■ Exercises:
A: Do these statements agree with the soap superfat thread: (i) the first attempt at the facial bars used a 20% superfat, (ii) Elly takes her soaps out of the mold within 24 hours, (iii) the highest superfat nattynoo has used is 15%? Answer yes or no for each and quote the deciding words of the thread.
B: Who posts in the soap superfat thread? List every username.
C: Write the next part of the soap superfat thread, starting after its last post.

--- START OF Source text ---

# How much is too much superfat?



## busymakinsoap! (Apr 10, 2011)

I'm branching out and trying to make some facial bars.

My recipe has shea butter, co, caster, oilve, cocoa butter, oo, palm oil, avocado oil and bees wax with goats milk.

my first attempt was a 20% superfat    obviously it didnt work, so I rebatched and added a 5% superfat of the same recipe to it which I figured would make it about 12.5% superfated.  It worked and I LOVE the bars.

So I wanted to make some for family and friends and did another batch the other day at 15% superfat (thinking that 2.5% wouldnt make too much difference).  They are still in there molds, I cant get them out because they are too soft.  They didnt gell, so I'll leave them for another day.

What would be ideal for a facial bar?  Mum uses my goats milk 7% superfat, but I'm not too keen.

I'm not too worried about a long shelf life, they are only 50grams, and I intend them to be used as soon as ready


----------



## nattynoo (Apr 11, 2011)

Can you pop them in the freezer to get them out of the moulds and gently sit them there to dry.

The most I've done is 12% and it was soft soft too.
It also had alot of ingredients in it. i froze it to get it out of thr mould.
Its the loveliest facial bar I've made to date. 
Is it too much SF??? Not sure yet. See how it travels.
I like experiments though.


----------



## Elly (Apr 11, 2011)

I soap at 10%SF and add a milk to the batch, the soap comes out normal not soft, I unmold within 24 hours but because I don't gel my soaps they take a few days to get hard.  I've found 10%SF works really well for me, I used to soap at 5%-8% but found the soaps a bit drying.


----------



## LisaNY (Apr 11, 2011)

Elly said:
			
		

> I soap at 10%SF and add a milk to the batch, the soap comes out normal not soft, I unmold within 24 hours but because I don't gel my soaps they take a few days to get hard.  I've found 10%SF works really well for me, I used to soap at 5%-8% but found the soaps a bit drying.

--- END OF Source text ---
--- START OF Dataset extract ---

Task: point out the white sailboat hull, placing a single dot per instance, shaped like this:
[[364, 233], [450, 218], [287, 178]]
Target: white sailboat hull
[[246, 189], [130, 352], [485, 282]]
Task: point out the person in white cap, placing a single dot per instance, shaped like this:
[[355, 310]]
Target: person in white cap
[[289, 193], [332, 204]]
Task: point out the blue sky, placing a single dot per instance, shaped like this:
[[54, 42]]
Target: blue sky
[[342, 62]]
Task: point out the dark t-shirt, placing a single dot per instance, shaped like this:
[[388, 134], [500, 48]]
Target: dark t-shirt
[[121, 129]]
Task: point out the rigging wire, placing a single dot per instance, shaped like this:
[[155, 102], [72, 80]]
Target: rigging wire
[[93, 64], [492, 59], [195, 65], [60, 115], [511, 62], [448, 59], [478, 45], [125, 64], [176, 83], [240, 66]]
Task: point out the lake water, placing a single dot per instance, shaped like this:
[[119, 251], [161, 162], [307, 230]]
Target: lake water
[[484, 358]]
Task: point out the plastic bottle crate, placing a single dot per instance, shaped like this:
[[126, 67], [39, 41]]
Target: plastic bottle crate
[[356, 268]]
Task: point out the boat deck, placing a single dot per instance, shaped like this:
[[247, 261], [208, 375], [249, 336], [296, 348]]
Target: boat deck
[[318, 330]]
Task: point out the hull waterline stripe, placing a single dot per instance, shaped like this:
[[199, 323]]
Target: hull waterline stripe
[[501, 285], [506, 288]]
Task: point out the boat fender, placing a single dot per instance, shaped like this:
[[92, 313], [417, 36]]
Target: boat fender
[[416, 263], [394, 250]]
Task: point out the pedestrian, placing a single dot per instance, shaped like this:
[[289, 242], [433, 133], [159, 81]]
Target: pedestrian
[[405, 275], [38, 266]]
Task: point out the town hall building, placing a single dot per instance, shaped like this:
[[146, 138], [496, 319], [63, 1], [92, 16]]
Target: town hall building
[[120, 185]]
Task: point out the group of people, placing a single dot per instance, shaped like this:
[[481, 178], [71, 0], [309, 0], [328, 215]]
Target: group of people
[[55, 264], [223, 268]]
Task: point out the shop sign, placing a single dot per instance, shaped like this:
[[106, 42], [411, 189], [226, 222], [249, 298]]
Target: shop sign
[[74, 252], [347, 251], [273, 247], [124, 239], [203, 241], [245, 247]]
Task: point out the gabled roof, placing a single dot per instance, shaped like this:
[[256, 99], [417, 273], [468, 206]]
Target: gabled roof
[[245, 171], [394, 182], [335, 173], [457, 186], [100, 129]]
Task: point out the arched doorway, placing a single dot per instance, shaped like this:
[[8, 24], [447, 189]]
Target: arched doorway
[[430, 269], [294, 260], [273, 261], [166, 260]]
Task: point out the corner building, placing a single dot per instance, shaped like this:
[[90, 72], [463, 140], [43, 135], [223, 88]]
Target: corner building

--- END OF Dataset extract ---

■ Answers to the exercise:
A:
(i) Yes: "my first attempt was a 20% superfat"
(ii) Yes: "I unmold within 24 hours"
(iii) No: "The most I've done is 12%"

B: busymakinsoap!, nattynoo, Elly, LisaNY

C:
Same here.  I sf at 10% and my soaps are nice and hard. )


----------



## Soaplady22 (Apr 11, 2011)

My experience says that 10% is about as high as you want to go for regular CP.


----------



## carebear (Apr 11, 2011)

busymakinsoap! said:
			
		

> I'm branching out and trying to make some facial bars.
> 
> My recipe has shea butter, co, caster, oilve, cocoa butter, oo, palm oil, avocado oil and bees wax with goats milk.
> 
> ...


Why are you blushing at the 20%?  I often soap at 20%, depending on the formula I'm soaping.

If they didn't gel, it could take a week to get them out of the mold.

But with a 50 gram batch, your soap may not be what you think - small errors in measuring are seriously magnified in small batches.  I never soap less than 2 pounds (908 grams) of oils, though I know some do half that.


----------



## busymakinsoap! (Apr 11, 2011)

Thanks everyone,

Thanks carebear, I wasnt sure if you could go too high and prevent it from setting.  Most of my bars are pretty basic - this is my 'luxury' bar with all the goodies, so dont want to waste any oils.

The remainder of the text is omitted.